_Exercise task_
Rewrite all the lines in the records below, requests included, and shift every coordinate in the answers up by 150. Leave the pictures out.

_Working data_
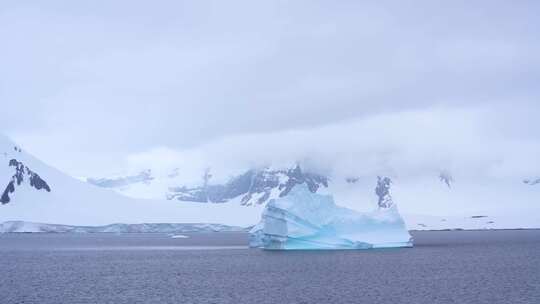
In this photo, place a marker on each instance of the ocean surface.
(444, 267)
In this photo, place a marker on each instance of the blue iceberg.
(306, 220)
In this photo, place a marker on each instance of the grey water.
(444, 267)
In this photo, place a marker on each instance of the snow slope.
(74, 202)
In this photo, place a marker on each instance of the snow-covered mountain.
(41, 194)
(253, 187)
(33, 192)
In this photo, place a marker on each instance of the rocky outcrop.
(254, 186)
(22, 174)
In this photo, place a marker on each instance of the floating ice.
(306, 220)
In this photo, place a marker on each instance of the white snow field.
(75, 202)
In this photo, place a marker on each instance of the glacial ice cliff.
(306, 220)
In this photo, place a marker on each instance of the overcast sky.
(95, 87)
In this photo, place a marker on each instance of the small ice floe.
(179, 236)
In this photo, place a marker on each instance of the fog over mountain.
(347, 89)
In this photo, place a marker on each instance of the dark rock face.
(22, 172)
(144, 176)
(254, 185)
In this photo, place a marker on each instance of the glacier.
(307, 220)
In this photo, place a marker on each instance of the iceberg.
(306, 220)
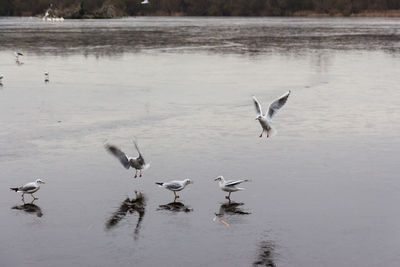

_Full output_
In this photo, place a marker on each instance of the ocean surface.
(594, 417)
In this photo, place a marker on each instance of the blue iceberg.
(456, 370)
In this photo, place a marker on each instance of the grey water.
(594, 417)
In this photo, place a marker on each instance of the snow slope.
(224, 352)
In this photo, place a marker on each instance of the snow-covered mountain.
(191, 344)
(403, 337)
(183, 342)
In this photo, place a marker on each instance of the rocky outcrop.
(404, 336)
(172, 324)
In this photo, place a marker on each instance of the floating ice.
(456, 370)
In this photo, place a marker on each instance of the white snow field.
(225, 352)
In this photo, place a marker on each instance of the glacial ice cliff.
(456, 370)
In this photo, place a marker on each instance of the overcast sky.
(245, 237)
In this photo, place a marker on each instance of the small ice floe.
(329, 386)
In this photo, place a marker on each instance of the fog over mountain.
(497, 239)
In this photo, place a marker on each instance of the dark rock face.
(172, 322)
(294, 326)
(404, 335)
In this photo, place a marker on each instance of the glacier.
(457, 370)
In this photo, place a marker on each instance of the iceberg.
(456, 370)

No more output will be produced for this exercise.